* Given exercise: Write out the entire listing below exactly, with the pictures left out.

* Records shown:
** Start **
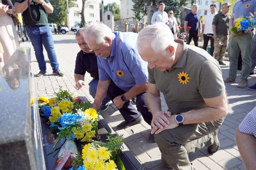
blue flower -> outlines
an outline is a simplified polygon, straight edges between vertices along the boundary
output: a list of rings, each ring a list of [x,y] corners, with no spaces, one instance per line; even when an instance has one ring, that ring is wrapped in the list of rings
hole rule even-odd
[[[77,170],[86,170],[85,167],[84,166],[84,165],[82,166],[80,166],[77,168]]]
[[[49,117],[51,116],[51,109],[52,108],[49,106],[43,106],[42,107],[42,110],[43,110],[43,112],[44,112],[44,116],[49,118]]]
[[[72,113],[65,113],[60,118],[60,123],[63,128],[67,128],[69,125],[75,125],[76,122],[82,118],[80,115],[76,115]]]
[[[244,31],[249,27],[250,22],[247,20],[244,20],[240,21],[240,24],[241,25],[241,30]]]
** End **
* Exercise result:
blue flower -> outlines
an outline is a simplified polygon, straight edges between vertices along the boundary
output: a list of rings, each ring a list of [x,y] corners, with no spaces, one instance per line; even when an instance has one ring, that ring is wrapped in the list of rings
hole rule even-odd
[[[77,170],[86,170],[85,167],[84,166],[84,165],[82,166],[80,166],[77,168]]]
[[[49,117],[51,116],[51,109],[52,108],[49,106],[43,106],[42,107],[42,110],[43,110],[43,112],[44,112],[44,116],[49,118]]]
[[[72,113],[65,113],[60,118],[60,123],[63,128],[67,128],[69,125],[75,125],[76,122],[82,118],[80,115],[76,115]]]
[[[244,31],[249,27],[250,22],[247,20],[244,20],[240,21],[240,24],[241,25],[241,30]]]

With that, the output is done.